▸ Task description: After locating the line with "Where can you find the person", reproduce that line and every one following it exactly, up to the end of the entries.

(Dataset excerpts)
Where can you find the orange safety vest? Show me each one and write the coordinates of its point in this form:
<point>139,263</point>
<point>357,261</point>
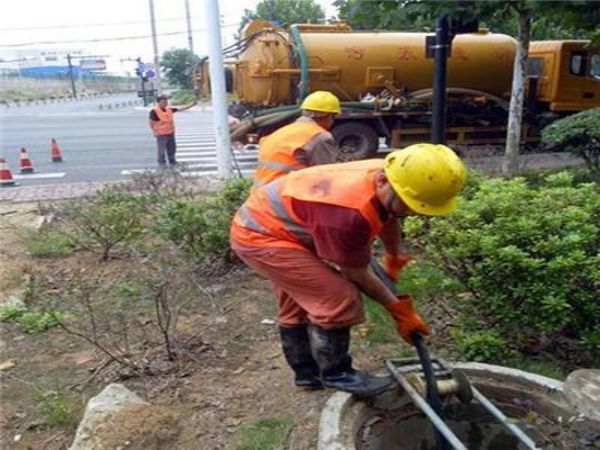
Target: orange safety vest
<point>267,218</point>
<point>165,124</point>
<point>276,154</point>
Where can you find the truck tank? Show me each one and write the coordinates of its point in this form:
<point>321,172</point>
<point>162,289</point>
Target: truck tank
<point>274,67</point>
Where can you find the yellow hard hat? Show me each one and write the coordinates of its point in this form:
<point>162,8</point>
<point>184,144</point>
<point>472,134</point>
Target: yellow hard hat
<point>322,101</point>
<point>427,177</point>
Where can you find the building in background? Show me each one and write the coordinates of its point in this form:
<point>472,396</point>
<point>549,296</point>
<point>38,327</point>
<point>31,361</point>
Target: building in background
<point>51,63</point>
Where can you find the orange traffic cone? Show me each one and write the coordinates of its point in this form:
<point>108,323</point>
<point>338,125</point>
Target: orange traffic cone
<point>26,164</point>
<point>55,152</point>
<point>6,179</point>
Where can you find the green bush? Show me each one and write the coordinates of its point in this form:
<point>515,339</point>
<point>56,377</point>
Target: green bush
<point>483,346</point>
<point>31,322</point>
<point>48,244</point>
<point>578,134</point>
<point>201,227</point>
<point>528,257</point>
<point>113,218</point>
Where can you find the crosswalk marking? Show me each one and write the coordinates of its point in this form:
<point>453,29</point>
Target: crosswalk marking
<point>197,153</point>
<point>39,176</point>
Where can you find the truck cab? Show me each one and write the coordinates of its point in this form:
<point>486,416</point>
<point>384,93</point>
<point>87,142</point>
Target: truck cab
<point>568,74</point>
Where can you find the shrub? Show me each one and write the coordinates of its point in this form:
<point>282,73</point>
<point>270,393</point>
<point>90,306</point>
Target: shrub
<point>483,346</point>
<point>578,134</point>
<point>201,227</point>
<point>111,219</point>
<point>48,244</point>
<point>528,257</point>
<point>32,322</point>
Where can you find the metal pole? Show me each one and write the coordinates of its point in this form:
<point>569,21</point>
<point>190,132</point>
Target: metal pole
<point>437,422</point>
<point>217,87</point>
<point>155,45</point>
<point>188,20</point>
<point>525,440</point>
<point>438,119</point>
<point>71,76</point>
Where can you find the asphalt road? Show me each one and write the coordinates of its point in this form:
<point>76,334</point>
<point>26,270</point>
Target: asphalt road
<point>97,144</point>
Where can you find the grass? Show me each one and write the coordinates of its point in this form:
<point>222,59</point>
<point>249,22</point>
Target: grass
<point>47,245</point>
<point>31,322</point>
<point>265,433</point>
<point>54,406</point>
<point>544,368</point>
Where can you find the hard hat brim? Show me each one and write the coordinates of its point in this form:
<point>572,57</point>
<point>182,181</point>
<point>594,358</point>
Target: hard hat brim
<point>428,209</point>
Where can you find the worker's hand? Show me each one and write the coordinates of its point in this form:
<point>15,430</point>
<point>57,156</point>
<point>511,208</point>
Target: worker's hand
<point>407,320</point>
<point>392,264</point>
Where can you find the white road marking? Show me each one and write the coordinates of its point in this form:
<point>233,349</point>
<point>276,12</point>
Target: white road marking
<point>38,176</point>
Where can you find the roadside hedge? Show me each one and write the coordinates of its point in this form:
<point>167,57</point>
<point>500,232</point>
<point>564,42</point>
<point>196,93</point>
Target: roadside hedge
<point>528,259</point>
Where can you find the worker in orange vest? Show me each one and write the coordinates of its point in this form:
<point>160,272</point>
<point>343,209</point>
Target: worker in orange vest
<point>162,125</point>
<point>303,143</point>
<point>310,233</point>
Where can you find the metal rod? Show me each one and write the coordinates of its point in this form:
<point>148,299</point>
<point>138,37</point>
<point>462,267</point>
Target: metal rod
<point>433,396</point>
<point>155,48</point>
<point>489,406</point>
<point>438,115</point>
<point>437,422</point>
<point>217,87</point>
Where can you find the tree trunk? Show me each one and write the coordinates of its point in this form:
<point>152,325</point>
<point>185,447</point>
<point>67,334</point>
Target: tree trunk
<point>510,163</point>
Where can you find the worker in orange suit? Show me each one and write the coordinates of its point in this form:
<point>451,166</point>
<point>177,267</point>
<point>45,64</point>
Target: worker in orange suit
<point>303,143</point>
<point>162,124</point>
<point>310,233</point>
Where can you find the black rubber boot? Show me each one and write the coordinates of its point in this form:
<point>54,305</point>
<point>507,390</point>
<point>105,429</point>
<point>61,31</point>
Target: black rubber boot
<point>330,350</point>
<point>296,348</point>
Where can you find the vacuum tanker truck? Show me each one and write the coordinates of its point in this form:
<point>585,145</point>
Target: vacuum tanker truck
<point>384,80</point>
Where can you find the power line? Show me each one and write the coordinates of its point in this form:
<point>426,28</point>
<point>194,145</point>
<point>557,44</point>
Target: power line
<point>121,38</point>
<point>103,24</point>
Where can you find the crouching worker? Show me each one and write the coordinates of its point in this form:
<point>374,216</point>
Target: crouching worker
<point>295,230</point>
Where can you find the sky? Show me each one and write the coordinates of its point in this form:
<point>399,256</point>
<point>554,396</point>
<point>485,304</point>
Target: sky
<point>37,21</point>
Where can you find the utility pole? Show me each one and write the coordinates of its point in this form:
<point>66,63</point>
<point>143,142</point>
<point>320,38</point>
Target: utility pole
<point>155,44</point>
<point>438,116</point>
<point>74,91</point>
<point>188,19</point>
<point>217,87</point>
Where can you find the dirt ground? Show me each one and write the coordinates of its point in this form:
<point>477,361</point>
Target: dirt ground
<point>235,372</point>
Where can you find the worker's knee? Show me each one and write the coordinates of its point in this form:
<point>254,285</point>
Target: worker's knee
<point>342,308</point>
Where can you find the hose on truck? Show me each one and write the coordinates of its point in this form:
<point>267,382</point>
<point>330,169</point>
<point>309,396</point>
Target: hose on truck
<point>273,116</point>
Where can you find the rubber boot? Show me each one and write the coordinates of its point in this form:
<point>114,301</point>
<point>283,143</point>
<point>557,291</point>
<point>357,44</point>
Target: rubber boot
<point>296,348</point>
<point>330,350</point>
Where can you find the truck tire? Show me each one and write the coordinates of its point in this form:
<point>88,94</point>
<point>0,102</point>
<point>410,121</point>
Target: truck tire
<point>356,140</point>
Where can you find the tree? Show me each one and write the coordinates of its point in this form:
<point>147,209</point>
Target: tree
<point>178,67</point>
<point>557,19</point>
<point>284,12</point>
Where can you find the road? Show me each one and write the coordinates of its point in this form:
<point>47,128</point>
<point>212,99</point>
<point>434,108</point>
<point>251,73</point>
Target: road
<point>112,144</point>
<point>101,144</point>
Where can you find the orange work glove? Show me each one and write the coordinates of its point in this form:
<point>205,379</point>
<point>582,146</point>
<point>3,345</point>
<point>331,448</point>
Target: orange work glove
<point>407,320</point>
<point>392,264</point>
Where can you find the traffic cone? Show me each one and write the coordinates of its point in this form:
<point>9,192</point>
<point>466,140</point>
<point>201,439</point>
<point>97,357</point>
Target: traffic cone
<point>26,164</point>
<point>6,179</point>
<point>55,152</point>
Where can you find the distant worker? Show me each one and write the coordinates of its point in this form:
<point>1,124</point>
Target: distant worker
<point>310,233</point>
<point>304,143</point>
<point>163,126</point>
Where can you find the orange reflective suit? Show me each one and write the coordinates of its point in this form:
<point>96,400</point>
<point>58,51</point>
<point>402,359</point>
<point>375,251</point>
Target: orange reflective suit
<point>276,154</point>
<point>270,238</point>
<point>165,125</point>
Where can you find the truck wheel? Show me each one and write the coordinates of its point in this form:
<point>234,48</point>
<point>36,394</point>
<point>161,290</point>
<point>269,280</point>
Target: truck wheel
<point>356,141</point>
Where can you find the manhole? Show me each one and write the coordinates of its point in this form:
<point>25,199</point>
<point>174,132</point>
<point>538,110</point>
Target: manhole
<point>536,404</point>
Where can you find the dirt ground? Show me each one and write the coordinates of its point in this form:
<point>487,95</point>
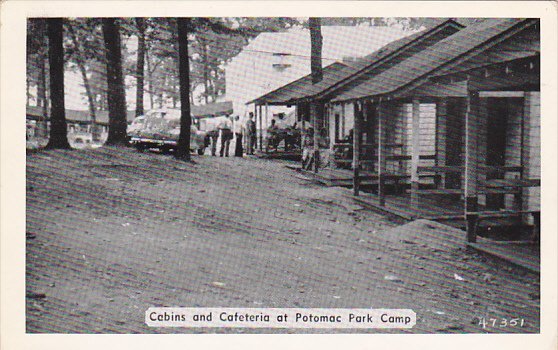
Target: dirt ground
<point>112,232</point>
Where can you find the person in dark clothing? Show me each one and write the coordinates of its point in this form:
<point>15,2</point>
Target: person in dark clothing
<point>251,133</point>
<point>213,135</point>
<point>226,137</point>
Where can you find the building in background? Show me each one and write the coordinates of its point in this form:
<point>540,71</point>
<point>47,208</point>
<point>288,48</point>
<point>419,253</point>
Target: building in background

▸ Exercise solution:
Where can you find the person in dark clothing? Show me each one and write the coordinates of its point in this form:
<point>15,2</point>
Target: person in dark clothing
<point>251,133</point>
<point>213,135</point>
<point>226,137</point>
Where can you find the building in background? Show me each one and write the coordinates of its point in this form:
<point>540,71</point>
<point>47,208</point>
<point>288,48</point>
<point>419,253</point>
Target: building in background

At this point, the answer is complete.